[REQUEST]
Filter the material below, copying every line that contains the string "dark".

[MATERIAL PROVIDED]

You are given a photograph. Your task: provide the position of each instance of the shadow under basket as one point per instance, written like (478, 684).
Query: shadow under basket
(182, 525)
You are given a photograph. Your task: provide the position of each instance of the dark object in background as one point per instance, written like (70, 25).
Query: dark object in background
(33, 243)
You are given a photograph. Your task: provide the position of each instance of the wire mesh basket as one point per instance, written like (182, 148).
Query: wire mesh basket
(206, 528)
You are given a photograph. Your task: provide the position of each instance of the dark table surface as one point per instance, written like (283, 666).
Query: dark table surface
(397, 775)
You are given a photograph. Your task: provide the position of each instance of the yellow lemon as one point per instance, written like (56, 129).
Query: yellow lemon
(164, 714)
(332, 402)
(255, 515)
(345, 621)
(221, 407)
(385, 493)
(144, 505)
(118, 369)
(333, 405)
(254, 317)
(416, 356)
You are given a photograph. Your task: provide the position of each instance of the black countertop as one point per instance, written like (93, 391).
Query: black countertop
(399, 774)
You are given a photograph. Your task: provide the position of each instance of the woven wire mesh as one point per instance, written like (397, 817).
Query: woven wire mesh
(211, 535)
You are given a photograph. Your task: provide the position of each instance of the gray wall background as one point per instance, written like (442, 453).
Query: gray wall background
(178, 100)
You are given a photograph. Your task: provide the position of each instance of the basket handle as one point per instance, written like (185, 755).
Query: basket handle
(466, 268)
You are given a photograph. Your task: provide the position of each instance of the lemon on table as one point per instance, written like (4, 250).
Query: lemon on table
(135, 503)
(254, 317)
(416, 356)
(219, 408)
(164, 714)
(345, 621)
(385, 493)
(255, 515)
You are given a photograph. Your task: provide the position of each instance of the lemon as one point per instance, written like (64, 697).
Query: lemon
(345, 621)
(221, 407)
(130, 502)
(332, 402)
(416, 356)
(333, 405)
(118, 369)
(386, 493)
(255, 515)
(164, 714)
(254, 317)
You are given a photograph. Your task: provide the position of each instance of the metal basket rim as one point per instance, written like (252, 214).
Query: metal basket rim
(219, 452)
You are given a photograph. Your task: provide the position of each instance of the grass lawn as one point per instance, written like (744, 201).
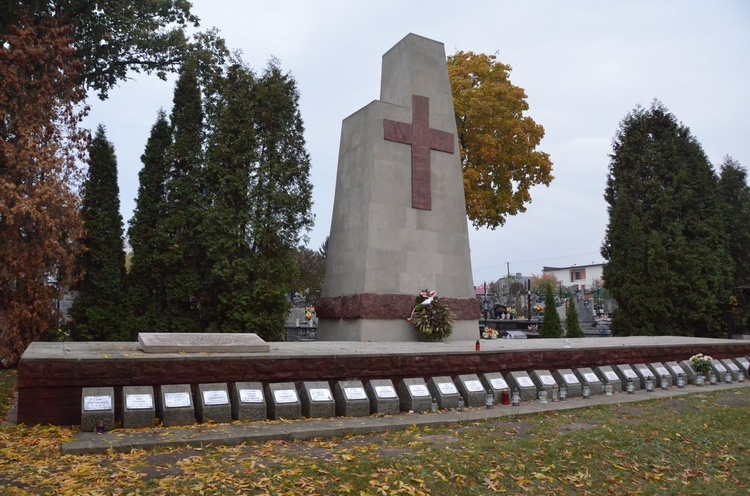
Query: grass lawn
(693, 444)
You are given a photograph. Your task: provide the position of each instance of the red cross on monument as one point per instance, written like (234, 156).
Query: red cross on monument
(422, 139)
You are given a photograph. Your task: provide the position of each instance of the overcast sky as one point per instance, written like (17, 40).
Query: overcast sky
(584, 67)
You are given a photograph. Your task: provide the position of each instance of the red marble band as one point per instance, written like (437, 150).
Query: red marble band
(388, 306)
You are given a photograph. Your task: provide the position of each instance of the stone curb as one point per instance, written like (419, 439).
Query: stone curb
(126, 440)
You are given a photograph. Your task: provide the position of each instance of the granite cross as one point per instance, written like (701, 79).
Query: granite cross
(422, 139)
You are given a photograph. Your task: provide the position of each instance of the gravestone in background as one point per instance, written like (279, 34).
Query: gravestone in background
(399, 221)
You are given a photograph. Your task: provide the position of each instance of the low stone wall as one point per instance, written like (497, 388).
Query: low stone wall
(49, 387)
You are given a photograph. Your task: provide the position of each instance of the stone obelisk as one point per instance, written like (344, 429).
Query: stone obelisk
(399, 219)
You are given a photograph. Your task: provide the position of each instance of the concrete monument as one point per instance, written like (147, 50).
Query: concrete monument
(399, 218)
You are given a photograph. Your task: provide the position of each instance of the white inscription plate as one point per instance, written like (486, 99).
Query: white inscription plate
(320, 394)
(355, 393)
(385, 391)
(499, 383)
(176, 400)
(251, 396)
(97, 403)
(215, 398)
(285, 396)
(525, 381)
(139, 402)
(418, 390)
(447, 388)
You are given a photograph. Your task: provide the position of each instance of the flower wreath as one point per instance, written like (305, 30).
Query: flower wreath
(431, 317)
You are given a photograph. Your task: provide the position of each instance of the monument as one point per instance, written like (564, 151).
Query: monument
(399, 221)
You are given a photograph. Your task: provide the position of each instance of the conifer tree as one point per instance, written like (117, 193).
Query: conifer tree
(551, 326)
(148, 240)
(97, 312)
(666, 262)
(572, 325)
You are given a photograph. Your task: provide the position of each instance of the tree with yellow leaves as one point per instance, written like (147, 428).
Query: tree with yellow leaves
(497, 141)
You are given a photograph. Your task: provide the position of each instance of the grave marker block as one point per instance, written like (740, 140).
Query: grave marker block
(317, 399)
(248, 401)
(175, 405)
(520, 380)
(570, 379)
(625, 372)
(384, 399)
(283, 401)
(414, 395)
(213, 404)
(138, 407)
(97, 405)
(607, 375)
(589, 376)
(351, 399)
(444, 390)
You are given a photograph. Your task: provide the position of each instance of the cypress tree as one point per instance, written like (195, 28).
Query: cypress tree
(572, 325)
(551, 327)
(666, 267)
(148, 240)
(97, 312)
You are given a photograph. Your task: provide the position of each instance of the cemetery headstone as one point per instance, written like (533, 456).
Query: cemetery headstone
(138, 407)
(585, 374)
(175, 406)
(351, 399)
(213, 404)
(444, 390)
(283, 401)
(607, 375)
(521, 381)
(568, 378)
(625, 372)
(414, 395)
(495, 382)
(384, 399)
(399, 215)
(731, 367)
(248, 401)
(317, 399)
(471, 389)
(97, 409)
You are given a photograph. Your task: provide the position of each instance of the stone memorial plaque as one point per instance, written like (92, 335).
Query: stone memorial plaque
(214, 397)
(97, 403)
(320, 394)
(251, 396)
(355, 393)
(195, 342)
(139, 401)
(285, 396)
(447, 388)
(176, 400)
(385, 392)
(418, 390)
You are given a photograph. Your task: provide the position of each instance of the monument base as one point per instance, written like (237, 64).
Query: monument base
(370, 330)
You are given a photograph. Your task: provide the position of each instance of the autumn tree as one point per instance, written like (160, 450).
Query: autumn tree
(99, 310)
(665, 245)
(551, 326)
(498, 143)
(39, 145)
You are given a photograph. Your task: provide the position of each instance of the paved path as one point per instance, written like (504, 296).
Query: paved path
(124, 440)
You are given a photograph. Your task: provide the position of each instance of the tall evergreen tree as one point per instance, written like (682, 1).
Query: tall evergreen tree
(551, 326)
(572, 325)
(148, 239)
(667, 267)
(97, 313)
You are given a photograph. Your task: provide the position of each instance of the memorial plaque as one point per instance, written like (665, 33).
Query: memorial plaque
(383, 397)
(138, 407)
(248, 401)
(181, 342)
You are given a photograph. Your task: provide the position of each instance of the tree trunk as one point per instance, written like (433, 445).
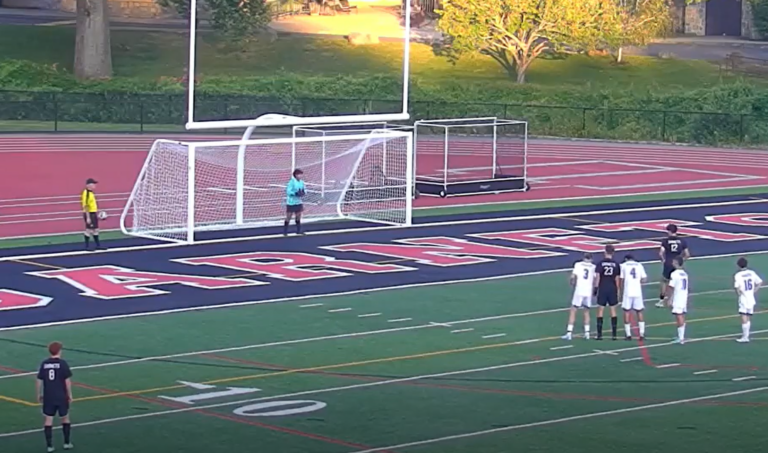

[WORKED ANSWER]
You are given a photograph. Your task: provide the position of each instance of the dark object in background as one point per instance, written like (70, 25).
Query: dark object in background
You are given a photograph. Your task: provide the position of each instance of the dark table surface as one point per instance, written like (283, 666).
Query: dark table surface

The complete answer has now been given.